_What you have to do_
Collect all lines from the records below that include the word "Where".

_Source records_
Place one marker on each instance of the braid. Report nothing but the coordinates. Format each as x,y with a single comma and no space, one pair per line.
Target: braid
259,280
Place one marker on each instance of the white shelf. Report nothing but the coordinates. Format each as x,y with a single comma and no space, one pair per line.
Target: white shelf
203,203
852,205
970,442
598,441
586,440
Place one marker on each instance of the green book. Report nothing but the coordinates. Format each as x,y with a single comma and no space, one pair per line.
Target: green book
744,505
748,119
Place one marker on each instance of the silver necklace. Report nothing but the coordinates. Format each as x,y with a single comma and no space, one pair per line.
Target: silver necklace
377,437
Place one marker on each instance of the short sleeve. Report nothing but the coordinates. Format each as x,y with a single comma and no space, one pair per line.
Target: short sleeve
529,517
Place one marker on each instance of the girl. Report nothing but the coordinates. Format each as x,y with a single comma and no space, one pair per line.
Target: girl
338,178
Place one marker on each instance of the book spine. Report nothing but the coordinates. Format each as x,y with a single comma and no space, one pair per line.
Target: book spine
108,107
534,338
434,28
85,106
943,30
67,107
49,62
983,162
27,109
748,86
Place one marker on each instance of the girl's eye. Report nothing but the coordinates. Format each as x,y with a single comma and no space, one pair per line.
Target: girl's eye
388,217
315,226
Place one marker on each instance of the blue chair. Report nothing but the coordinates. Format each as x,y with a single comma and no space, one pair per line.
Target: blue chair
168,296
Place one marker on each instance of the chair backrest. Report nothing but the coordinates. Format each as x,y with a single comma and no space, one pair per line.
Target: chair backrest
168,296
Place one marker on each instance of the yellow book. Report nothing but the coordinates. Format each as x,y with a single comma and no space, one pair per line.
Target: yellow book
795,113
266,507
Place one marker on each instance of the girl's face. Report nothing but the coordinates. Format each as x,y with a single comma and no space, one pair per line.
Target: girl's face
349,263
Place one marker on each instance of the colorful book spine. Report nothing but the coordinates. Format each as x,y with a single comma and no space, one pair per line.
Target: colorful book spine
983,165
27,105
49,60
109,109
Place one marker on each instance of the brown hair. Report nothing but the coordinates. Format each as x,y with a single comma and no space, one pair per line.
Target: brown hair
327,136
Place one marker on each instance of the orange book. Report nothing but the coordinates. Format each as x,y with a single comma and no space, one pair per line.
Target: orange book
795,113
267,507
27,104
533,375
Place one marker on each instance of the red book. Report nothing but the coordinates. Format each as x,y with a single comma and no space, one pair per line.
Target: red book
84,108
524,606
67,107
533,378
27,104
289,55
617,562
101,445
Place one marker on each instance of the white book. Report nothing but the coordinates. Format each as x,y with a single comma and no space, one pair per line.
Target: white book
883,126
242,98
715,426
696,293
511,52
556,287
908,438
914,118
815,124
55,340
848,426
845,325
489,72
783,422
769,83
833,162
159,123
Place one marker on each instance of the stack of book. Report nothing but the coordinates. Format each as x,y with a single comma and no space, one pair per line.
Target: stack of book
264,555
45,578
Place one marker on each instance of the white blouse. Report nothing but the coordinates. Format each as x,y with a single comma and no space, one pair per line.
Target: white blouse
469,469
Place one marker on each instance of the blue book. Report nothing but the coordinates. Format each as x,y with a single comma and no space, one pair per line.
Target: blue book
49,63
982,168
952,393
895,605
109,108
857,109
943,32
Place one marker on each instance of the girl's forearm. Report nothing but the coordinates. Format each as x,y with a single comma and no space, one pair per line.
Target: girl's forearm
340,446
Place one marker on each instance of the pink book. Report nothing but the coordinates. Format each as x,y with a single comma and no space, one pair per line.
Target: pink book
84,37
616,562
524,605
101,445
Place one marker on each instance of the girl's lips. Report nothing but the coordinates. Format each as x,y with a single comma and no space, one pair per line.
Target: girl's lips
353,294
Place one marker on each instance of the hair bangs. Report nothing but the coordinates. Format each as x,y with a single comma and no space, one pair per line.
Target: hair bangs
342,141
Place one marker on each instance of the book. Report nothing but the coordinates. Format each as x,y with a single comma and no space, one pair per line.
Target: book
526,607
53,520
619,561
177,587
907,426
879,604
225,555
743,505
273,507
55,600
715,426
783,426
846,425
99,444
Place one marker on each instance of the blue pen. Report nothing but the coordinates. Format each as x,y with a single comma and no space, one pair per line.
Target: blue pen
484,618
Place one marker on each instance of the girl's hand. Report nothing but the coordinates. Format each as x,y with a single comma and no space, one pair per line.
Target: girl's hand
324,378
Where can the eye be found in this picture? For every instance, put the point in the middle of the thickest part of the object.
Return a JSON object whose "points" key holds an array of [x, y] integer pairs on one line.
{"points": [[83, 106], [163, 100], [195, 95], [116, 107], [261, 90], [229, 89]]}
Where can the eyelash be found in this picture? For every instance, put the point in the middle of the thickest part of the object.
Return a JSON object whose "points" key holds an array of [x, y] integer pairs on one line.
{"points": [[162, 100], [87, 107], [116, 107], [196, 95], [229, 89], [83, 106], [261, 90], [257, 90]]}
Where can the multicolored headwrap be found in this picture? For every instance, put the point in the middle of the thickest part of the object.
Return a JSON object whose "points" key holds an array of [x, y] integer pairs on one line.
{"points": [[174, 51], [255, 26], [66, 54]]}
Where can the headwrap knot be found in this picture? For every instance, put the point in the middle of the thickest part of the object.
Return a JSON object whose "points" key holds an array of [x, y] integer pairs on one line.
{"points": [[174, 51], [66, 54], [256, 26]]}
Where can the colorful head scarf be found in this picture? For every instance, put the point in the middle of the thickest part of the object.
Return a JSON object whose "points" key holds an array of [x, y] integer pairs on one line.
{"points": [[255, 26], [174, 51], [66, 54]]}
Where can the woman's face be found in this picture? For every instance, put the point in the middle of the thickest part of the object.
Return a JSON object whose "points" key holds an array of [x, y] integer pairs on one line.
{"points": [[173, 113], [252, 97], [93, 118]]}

_Response below_
Where can the eye be found in this picture? For every instance, put the point in the middle of the thickest part of the object.
Where can the eyelash be found in this picture? For every instance, put the point in the middle of the thickest part of the object.
Where can the multicolored headwrap be found in this picture? For every instance, put the point in the middle of the thickest part of the object.
Where can the headwrap knot be found in this picture? For every instance, put the point in the middle of the thickest part of the object.
Where can the colorful head scarf be found in this picture? For every instance, put the point in the middle of the thickest part of the object.
Where can the woman's face be found in this picture? For every instance, put the point in the middle of the thickest part of the object.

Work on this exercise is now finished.